Task details -> Retype the records word for word, starting at their first line and stopping after the line that contains "column 731, row 429", including that line.

Dataset rows ->
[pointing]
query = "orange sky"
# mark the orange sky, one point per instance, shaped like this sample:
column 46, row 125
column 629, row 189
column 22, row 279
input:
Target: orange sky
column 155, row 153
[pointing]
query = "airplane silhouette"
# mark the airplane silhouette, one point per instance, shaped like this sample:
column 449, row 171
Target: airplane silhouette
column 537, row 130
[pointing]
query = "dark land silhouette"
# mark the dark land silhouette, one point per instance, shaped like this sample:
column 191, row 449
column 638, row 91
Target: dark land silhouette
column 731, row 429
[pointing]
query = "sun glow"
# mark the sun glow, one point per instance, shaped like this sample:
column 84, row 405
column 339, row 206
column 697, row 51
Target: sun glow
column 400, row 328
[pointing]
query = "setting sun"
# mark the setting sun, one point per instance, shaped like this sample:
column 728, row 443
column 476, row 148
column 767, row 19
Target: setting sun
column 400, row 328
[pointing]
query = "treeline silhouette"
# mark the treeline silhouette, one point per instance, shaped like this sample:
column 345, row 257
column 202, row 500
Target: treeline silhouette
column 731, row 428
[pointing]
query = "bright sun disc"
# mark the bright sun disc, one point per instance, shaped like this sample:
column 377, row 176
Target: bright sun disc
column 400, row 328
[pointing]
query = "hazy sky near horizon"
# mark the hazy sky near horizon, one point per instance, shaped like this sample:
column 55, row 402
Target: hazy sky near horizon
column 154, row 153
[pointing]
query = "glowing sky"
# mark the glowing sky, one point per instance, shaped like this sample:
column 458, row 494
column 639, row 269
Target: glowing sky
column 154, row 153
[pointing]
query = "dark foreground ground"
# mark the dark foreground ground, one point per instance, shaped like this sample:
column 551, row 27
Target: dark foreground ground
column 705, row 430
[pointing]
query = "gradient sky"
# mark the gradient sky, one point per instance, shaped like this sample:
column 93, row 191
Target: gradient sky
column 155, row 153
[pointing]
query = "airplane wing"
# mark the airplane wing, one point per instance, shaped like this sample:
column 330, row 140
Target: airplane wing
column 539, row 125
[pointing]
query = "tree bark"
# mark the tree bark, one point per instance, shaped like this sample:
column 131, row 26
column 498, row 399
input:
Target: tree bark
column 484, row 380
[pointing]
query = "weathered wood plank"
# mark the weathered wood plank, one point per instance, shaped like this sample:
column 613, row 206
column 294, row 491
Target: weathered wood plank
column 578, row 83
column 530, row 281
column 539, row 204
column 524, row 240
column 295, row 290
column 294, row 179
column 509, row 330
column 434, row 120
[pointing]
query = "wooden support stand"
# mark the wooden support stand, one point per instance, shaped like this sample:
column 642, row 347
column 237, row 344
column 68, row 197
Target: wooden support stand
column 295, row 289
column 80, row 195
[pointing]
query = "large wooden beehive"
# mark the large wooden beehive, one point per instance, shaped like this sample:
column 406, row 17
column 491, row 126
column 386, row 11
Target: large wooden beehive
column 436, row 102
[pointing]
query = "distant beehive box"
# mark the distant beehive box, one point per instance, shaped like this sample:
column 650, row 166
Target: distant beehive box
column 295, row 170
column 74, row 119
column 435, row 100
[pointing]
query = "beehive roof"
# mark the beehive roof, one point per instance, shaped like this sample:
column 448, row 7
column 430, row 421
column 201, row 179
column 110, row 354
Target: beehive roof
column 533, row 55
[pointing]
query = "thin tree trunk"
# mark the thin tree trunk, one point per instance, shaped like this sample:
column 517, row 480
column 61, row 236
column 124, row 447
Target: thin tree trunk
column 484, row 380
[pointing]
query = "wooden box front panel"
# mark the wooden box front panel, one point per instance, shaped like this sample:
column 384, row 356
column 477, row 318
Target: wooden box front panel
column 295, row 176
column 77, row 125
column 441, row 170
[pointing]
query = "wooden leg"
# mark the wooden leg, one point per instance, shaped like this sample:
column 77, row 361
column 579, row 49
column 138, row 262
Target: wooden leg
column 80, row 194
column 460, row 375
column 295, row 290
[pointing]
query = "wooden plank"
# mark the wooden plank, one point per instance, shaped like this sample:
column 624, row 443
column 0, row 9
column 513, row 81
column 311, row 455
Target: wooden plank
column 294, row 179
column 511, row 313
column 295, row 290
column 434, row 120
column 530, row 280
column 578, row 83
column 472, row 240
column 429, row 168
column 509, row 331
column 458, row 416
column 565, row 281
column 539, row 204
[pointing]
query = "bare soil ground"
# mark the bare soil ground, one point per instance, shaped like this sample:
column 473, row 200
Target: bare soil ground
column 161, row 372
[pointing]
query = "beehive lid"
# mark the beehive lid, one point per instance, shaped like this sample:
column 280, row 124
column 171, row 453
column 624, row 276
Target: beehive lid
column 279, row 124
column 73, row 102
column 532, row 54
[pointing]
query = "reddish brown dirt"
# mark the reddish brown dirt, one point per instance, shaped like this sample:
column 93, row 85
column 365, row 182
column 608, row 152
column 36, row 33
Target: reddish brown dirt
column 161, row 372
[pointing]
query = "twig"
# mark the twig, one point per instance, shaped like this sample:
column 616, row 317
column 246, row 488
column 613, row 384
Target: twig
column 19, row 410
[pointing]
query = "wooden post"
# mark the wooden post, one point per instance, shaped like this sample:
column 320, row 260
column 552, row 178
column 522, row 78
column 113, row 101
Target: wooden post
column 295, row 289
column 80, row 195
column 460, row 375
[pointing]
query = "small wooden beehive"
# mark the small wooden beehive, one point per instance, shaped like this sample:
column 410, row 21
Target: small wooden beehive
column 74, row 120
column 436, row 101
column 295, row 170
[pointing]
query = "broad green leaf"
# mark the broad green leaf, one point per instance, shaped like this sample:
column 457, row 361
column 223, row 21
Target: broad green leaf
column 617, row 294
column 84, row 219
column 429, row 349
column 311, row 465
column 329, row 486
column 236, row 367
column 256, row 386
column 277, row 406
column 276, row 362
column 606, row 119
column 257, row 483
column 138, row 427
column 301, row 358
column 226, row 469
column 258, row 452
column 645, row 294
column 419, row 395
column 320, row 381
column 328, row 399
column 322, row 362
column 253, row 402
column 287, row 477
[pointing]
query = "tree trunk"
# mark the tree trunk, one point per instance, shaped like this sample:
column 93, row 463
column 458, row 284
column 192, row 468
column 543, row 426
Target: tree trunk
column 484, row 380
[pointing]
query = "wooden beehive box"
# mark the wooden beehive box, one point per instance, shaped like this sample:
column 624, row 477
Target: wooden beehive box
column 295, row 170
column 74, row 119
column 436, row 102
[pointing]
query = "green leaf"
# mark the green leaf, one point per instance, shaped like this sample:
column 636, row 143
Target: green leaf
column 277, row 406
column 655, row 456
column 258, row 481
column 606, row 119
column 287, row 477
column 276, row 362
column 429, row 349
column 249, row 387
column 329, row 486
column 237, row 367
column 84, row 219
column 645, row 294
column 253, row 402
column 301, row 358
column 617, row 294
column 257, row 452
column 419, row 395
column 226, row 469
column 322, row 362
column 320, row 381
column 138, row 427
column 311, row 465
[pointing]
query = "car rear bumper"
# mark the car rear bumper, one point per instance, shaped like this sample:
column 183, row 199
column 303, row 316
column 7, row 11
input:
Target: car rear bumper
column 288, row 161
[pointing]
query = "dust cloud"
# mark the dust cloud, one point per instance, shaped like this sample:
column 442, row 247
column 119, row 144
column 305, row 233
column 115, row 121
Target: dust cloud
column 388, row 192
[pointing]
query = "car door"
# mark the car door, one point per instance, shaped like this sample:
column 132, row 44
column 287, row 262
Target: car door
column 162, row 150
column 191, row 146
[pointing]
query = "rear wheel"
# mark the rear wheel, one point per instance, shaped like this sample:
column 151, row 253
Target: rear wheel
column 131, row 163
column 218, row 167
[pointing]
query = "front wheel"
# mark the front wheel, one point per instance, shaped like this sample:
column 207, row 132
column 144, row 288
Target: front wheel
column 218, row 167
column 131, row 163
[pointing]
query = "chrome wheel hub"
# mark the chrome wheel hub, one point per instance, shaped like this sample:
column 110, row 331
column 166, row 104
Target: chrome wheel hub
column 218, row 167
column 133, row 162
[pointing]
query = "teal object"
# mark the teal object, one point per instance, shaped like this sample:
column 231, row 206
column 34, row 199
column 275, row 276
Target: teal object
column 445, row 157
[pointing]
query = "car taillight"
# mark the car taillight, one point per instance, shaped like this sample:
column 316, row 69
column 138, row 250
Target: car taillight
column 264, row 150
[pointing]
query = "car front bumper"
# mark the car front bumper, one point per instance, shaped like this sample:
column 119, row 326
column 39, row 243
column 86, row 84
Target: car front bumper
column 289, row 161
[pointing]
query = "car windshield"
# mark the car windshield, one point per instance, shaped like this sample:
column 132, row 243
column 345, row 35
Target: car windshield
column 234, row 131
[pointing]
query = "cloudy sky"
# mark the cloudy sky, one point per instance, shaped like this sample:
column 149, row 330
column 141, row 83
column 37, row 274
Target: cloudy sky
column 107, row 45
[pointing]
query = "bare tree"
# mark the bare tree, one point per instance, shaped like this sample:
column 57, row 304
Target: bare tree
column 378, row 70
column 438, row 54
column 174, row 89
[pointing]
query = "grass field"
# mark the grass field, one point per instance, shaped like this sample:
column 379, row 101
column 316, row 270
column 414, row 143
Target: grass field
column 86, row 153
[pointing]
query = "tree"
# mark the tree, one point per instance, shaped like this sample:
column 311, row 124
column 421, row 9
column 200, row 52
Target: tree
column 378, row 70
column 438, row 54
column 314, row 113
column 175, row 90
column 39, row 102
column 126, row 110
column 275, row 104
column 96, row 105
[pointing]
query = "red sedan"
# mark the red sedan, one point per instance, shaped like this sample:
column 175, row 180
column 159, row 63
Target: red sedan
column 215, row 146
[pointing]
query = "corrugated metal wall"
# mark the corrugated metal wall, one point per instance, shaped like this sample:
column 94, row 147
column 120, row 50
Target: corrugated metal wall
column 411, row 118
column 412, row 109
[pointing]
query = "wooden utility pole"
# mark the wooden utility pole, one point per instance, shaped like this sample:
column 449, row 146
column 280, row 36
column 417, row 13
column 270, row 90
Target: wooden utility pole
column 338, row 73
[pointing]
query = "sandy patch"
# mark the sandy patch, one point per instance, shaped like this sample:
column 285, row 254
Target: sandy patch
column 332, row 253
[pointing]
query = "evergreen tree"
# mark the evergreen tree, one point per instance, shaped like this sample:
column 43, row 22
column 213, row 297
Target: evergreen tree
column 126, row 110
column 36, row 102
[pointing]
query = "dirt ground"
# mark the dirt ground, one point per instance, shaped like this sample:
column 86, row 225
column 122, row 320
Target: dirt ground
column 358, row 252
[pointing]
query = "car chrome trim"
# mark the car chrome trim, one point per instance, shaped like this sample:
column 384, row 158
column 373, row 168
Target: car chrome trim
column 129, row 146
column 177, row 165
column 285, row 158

Written solution ->
[pointing]
query = "orange sky"
# mark the orange sky, one point per instance, shaped like this sample:
column 46, row 125
column 629, row 189
column 22, row 279
input:
Target: orange sky
column 155, row 153
[pointing]
query = "airplane silhouette"
# mark the airplane silhouette, one point per instance, shaped like this sample:
column 449, row 171
Target: airplane silhouette
column 537, row 130
[pointing]
query = "dark land silhouette"
# mark the dark land silhouette, one point per instance, shaped like this sample:
column 191, row 449
column 638, row 91
Target: dark land silhouette
column 731, row 429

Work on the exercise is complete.